-- Exercise task --
Collect each line of the records below that contains the word "stone", counting only matches with the same capitalization, and copy those lines.

-- Data section --
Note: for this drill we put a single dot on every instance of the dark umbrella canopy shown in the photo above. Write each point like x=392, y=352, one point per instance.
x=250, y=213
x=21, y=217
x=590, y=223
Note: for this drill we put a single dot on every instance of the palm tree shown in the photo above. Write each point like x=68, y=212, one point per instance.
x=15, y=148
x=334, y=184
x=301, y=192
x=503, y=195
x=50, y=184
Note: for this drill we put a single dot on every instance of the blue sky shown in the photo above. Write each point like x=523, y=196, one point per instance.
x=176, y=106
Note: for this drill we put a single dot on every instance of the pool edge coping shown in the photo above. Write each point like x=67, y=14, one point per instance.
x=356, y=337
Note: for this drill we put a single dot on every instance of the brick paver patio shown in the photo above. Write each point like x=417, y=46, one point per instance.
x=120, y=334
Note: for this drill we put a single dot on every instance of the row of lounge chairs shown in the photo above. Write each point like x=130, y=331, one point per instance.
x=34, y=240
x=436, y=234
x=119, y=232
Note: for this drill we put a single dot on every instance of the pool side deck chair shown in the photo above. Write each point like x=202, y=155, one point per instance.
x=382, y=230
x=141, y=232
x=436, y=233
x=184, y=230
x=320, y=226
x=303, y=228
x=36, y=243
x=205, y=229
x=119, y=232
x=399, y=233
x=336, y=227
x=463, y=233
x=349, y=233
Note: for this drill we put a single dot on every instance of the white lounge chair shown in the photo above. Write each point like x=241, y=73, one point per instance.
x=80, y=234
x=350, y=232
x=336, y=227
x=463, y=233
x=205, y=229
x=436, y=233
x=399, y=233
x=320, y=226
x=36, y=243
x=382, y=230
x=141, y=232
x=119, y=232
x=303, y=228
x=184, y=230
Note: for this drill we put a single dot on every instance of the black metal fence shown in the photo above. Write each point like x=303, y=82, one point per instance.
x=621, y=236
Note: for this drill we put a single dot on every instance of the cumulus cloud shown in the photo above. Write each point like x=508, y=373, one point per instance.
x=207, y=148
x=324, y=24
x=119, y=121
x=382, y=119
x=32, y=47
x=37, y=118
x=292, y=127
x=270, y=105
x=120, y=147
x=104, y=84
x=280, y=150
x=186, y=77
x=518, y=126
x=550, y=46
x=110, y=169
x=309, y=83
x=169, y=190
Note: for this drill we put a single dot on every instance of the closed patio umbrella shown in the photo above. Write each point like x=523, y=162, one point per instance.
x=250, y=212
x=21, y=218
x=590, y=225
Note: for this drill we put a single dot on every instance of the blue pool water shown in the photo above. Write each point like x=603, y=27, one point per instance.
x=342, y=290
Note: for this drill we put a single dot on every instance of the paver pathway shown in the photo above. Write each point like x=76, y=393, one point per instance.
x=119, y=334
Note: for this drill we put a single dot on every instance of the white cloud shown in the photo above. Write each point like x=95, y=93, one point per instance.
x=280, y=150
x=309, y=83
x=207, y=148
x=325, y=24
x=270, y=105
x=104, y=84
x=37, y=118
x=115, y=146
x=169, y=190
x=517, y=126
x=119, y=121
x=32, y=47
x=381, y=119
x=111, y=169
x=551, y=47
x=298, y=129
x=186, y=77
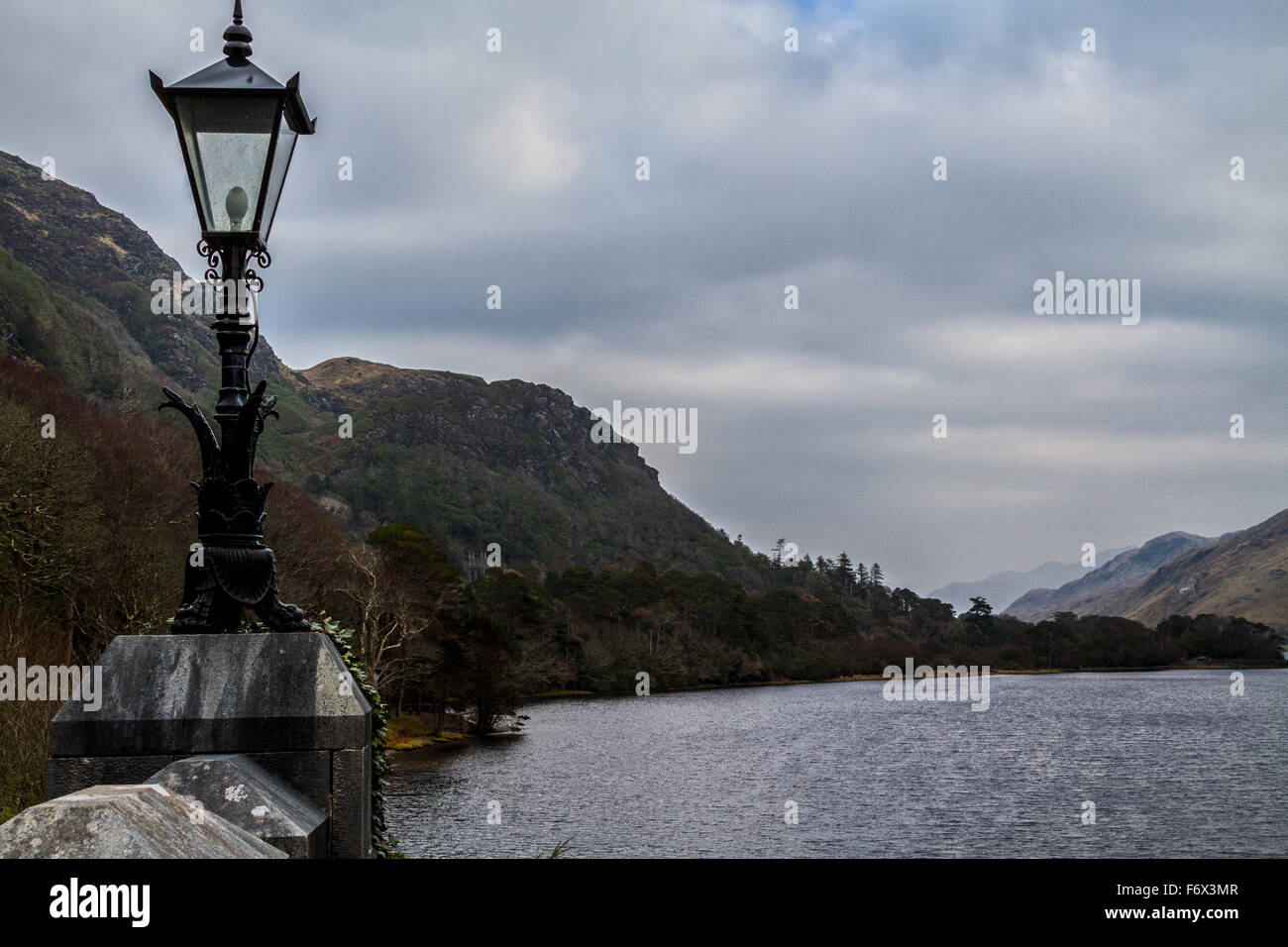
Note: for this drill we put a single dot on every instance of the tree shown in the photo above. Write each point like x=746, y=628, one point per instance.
x=845, y=570
x=979, y=611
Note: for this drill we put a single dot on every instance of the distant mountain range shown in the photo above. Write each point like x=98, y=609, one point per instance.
x=468, y=462
x=475, y=463
x=1003, y=587
x=1243, y=574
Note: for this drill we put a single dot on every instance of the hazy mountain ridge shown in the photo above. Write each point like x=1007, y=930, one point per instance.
x=1125, y=571
x=469, y=462
x=1004, y=587
x=1241, y=573
x=1244, y=574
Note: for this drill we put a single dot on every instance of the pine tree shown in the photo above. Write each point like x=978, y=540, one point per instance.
x=846, y=570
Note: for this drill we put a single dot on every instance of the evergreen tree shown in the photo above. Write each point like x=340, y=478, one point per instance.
x=845, y=570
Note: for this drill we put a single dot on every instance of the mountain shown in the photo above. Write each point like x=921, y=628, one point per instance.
x=1004, y=587
x=469, y=462
x=1094, y=591
x=1244, y=574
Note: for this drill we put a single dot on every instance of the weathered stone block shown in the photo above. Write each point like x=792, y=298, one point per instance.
x=308, y=772
x=187, y=694
x=244, y=792
x=125, y=822
x=65, y=775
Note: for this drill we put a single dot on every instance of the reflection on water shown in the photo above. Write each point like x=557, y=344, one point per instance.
x=1173, y=763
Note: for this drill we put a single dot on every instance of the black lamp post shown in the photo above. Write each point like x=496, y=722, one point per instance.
x=237, y=128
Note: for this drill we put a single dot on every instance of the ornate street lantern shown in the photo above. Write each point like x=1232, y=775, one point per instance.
x=237, y=129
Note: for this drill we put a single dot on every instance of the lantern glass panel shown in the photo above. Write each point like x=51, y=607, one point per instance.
x=277, y=175
x=227, y=141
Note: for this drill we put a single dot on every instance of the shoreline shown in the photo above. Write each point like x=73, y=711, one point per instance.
x=426, y=746
x=845, y=680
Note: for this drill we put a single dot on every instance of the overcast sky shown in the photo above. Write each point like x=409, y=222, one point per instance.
x=771, y=169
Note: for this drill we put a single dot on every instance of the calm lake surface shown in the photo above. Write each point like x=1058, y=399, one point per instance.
x=1173, y=763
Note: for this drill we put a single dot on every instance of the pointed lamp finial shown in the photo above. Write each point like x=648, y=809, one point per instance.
x=237, y=38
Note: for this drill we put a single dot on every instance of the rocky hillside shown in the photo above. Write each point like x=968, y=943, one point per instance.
x=1091, y=594
x=1244, y=574
x=1003, y=587
x=468, y=462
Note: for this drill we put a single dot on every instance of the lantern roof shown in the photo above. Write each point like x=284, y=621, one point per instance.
x=239, y=75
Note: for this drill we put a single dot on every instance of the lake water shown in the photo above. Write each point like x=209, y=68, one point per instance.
x=1173, y=763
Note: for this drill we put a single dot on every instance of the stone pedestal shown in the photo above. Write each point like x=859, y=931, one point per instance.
x=284, y=701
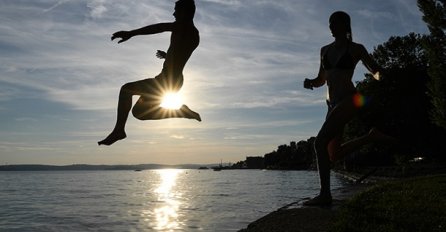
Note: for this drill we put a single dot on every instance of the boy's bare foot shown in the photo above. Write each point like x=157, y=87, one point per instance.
x=189, y=113
x=320, y=200
x=112, y=138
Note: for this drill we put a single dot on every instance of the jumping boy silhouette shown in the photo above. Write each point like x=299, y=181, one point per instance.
x=183, y=41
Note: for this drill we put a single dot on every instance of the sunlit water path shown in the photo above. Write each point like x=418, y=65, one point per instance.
x=150, y=200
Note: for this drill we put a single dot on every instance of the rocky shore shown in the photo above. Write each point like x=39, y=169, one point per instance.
x=298, y=218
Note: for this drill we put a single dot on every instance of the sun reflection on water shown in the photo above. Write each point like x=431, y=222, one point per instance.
x=166, y=215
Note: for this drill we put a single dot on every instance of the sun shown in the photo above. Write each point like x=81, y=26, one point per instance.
x=172, y=100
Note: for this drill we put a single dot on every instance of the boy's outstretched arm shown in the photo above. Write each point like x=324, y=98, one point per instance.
x=147, y=30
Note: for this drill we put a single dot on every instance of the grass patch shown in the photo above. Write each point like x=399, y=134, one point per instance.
x=417, y=204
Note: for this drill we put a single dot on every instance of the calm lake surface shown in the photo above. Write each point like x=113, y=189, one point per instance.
x=150, y=200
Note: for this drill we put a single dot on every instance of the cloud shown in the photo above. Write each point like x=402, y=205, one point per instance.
x=246, y=74
x=97, y=8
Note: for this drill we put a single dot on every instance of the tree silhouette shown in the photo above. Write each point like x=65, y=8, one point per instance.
x=435, y=44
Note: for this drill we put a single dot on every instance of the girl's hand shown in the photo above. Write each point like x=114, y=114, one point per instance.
x=308, y=84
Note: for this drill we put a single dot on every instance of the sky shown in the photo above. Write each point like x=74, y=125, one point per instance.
x=60, y=76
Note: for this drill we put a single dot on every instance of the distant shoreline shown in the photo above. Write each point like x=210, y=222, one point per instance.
x=91, y=167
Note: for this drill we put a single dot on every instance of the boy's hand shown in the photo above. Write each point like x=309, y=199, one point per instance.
x=161, y=54
x=124, y=35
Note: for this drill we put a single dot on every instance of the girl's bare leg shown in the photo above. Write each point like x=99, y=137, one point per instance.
x=332, y=128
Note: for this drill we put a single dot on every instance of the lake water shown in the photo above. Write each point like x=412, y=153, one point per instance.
x=150, y=200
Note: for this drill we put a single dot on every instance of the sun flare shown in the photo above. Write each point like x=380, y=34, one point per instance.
x=172, y=101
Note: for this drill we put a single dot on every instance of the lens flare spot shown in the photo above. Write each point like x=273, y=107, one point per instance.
x=172, y=101
x=359, y=100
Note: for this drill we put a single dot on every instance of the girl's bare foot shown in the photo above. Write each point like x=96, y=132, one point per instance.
x=377, y=135
x=320, y=200
x=112, y=138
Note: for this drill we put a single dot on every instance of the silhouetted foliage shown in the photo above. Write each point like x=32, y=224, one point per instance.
x=434, y=14
x=398, y=105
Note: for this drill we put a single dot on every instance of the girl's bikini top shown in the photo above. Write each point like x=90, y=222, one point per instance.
x=345, y=62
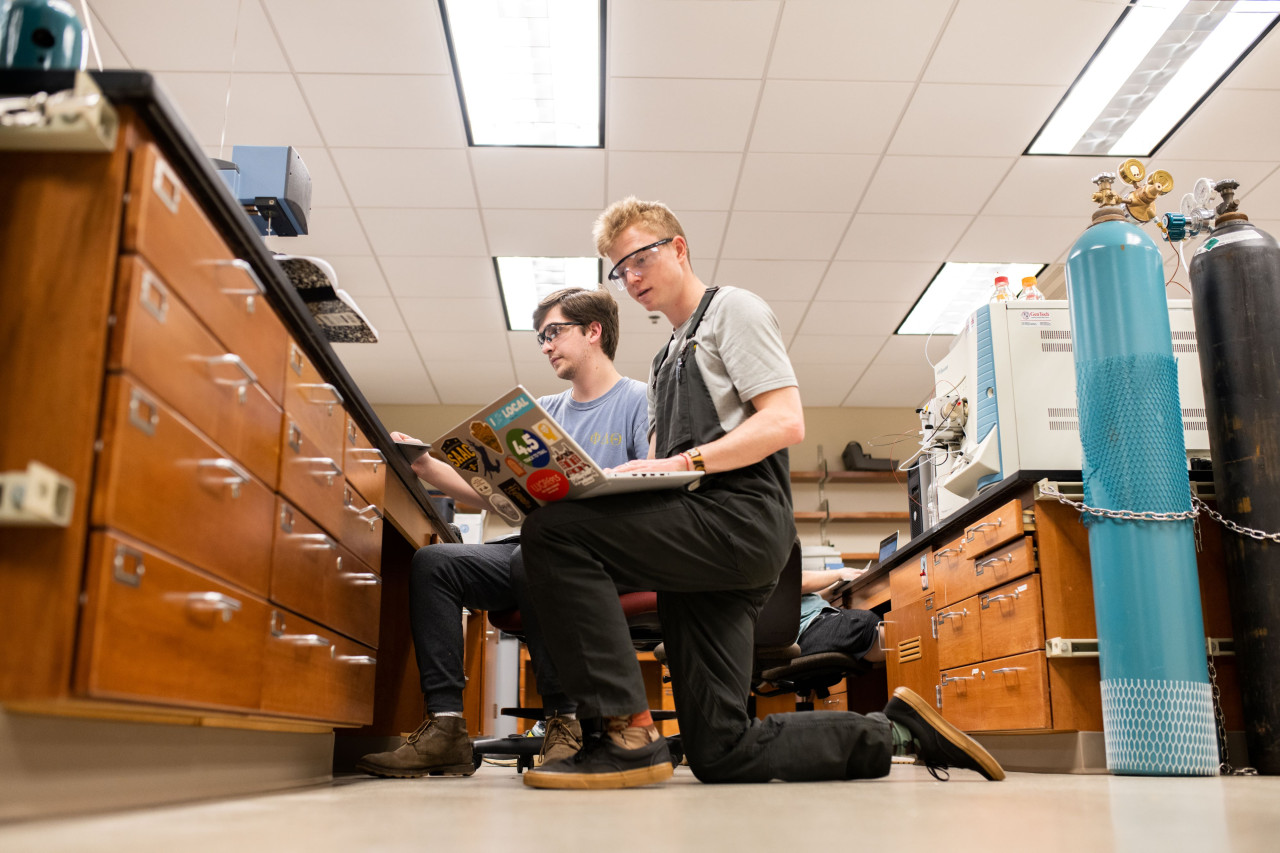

-- Problem solution --
Note: for this drill we put a single dot on every instance of the weathered stone block shown in the photo above. Write each point like x=792, y=298, one point per instance.
Note: for this drill we put a single dot on every instance of the stone pedestal shown in the photo above. Write each point like x=859, y=931, one point per instance.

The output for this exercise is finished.